> **Given text**
§

These tags will serve you in migration wave planning. Without identifying what is in scope, we have no way to gauge timing and level of effort involved with each wave.

Design Cloud Target

Choosing the right cloud provider and subsequent cloud offering is a critical part of migration planning. Often there are design choices difficult to change at best or irreversible at worst. This design does not go into details of the different cloud providers and their unique features and functionality; however, it does outline the design considerations that need to be made before deploying to your target cloud.

A common result of a cloud migration strategy is a target cloud comprised of Native Public Cloud (NPC) resources and VMware Cloud resources. As an example, you may have a database running in NPC and application servers running on a VMware Cloud offering. In the next section we will discuss design considerations for NPC and VMware Cloud. For this discussion we will assume that both NPC and VMware Cloud resources are hosted by a single provider such as Amazon Web Services + VMware Cloud on AWS.

Native Public Cloud

Public cloud providers offer a catalog of services and capabilities, with many similarities across providers. Each provider also has key differentiators in those services that may drive an organizations decision. As an example, all public cloud providers offer hosted database services, but they may have implemented horizontal scaling differently. This detail could determine supportability for your application on a particular cloud provider.

The following considerations should be evaluated when designing native cloud resources:

Regional availability – Cloud providers have resources and services deployed in many regions around the globe. Some services are only available in limited regions which may influence your design.

Security and compliance – When choosing to host applications in public clouds compliance becomes a key design consideration. Cloud compliance is grouped by category and industry with each provider meeting these requirements differently. Ensure your design includes support for your business’s compliance requirements.

SLAs – When looking at SLAs as part of your design, consider 2 areas:

  • SLAs by Service – Each cloud service has a defined service level agreement tied to it. For example, a database offering 99.999 (five 9s) uptime. This SLA is aligned to that single service.
  • SLAs by Application – With a typical application, we may have multiple services and variables beyond a single service SLA. A business must provide its customers an SLA that covers the entire application. This application may consist of 4 services and span multiple geographic regions. Ensure when designing for your application SLA you consider all the underlying services and each system SLA.
    • Serial SLA – An application depends on 2 Services, each with their own SLA.  If either service fails, the application fails.
    • Parallel SLA – To improve the application availability you deploy multiple replicas of each service.  By adding additional replicas, you increase a services SLA and therefore your applications SLA.

Licensing – Cloud providers have service licensing constraints that should be considered when designing your target cloud.

  • Deployment Model License – Cloud providers model their licensing support differently. As an example, Cloud Provider A allows you to run your preferred database as a virtual machine. Cloud Provider B only allows that database to be run on dedicated bare metal hardware. As a customer, Cloud Provider B will be substantially more expensive due to database licensing on bare metal.
  • Cloud Affinity Licensing – Some cloud services are owned and created by the cloud provider. In addition to offering the service on their platform, they may also have an agreement with Cloud Provider B to resell the service. In this example, Cloud Provider A may offer significant licensing discounts if you run the database on their cloud platform instead of Cloud Provider B.

§

> **Data records**
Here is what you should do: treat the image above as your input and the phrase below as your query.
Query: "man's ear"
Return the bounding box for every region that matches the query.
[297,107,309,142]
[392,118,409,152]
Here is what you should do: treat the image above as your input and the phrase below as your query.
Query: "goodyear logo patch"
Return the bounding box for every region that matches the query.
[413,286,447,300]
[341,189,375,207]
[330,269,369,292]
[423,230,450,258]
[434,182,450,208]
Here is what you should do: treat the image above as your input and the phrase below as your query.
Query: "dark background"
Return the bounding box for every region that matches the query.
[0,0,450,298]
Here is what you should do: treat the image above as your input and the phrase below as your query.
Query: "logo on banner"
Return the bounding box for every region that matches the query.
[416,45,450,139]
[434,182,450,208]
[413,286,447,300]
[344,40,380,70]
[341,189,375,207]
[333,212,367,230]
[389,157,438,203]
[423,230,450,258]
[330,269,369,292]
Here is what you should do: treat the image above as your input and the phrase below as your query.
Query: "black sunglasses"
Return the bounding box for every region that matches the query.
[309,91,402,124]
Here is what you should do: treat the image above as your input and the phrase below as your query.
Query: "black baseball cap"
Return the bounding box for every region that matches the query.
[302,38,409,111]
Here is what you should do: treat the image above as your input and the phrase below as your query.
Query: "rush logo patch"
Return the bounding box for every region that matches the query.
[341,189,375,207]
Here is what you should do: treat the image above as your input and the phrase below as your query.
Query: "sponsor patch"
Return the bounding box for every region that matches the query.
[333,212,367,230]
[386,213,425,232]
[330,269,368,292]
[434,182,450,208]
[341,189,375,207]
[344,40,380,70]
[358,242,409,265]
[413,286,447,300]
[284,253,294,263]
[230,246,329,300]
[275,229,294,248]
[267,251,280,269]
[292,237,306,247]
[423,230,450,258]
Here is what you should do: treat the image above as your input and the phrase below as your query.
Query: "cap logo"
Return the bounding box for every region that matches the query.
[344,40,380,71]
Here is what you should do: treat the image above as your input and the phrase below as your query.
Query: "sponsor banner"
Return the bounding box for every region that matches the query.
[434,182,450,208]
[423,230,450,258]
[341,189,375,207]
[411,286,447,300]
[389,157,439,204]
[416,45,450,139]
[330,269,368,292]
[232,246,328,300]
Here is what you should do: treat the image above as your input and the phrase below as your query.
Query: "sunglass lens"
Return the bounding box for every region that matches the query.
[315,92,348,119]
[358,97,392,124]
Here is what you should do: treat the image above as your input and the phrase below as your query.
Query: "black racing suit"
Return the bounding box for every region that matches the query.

§

Please continue the text above on designing a cloud migration target, picking up right after its last sentence.

VMware Cloud

VMware has partnerships with all the major cloud providers to offer a VMware full stack SDDC located within their datacenter. This gives customers the choice when selecting a public cloud to also run VMware workloads hosted and serviced by the cloud provider. This section will cover considerations when designing your VMware Cloud.

VMware versioning – The VMware Cloud offerings are consistent across providers in that they include the full SDDC stack of vSphere, NSX and vSAN. They may differ in the versioning deployed by the provider. Cloud provider A may run a vSphere 8 based SDDC, and cloud provider B is running a vSphere 7 based deployment. You should consider the VMware versions of the target cloud when designing for our cloud migration.

  • vSphere Version – Cloud providers have a level of control with regards to the VMware versions deployed in their offering. You may find that a cloud provider has an older vSphere version than your on-premises datacenter. In some cases, your IT operations may have tools or processes that are optimized for the version of vSphere deployed on-premises. In this case, your cloud provider decision may be based on the vSphere version deployed in each offering.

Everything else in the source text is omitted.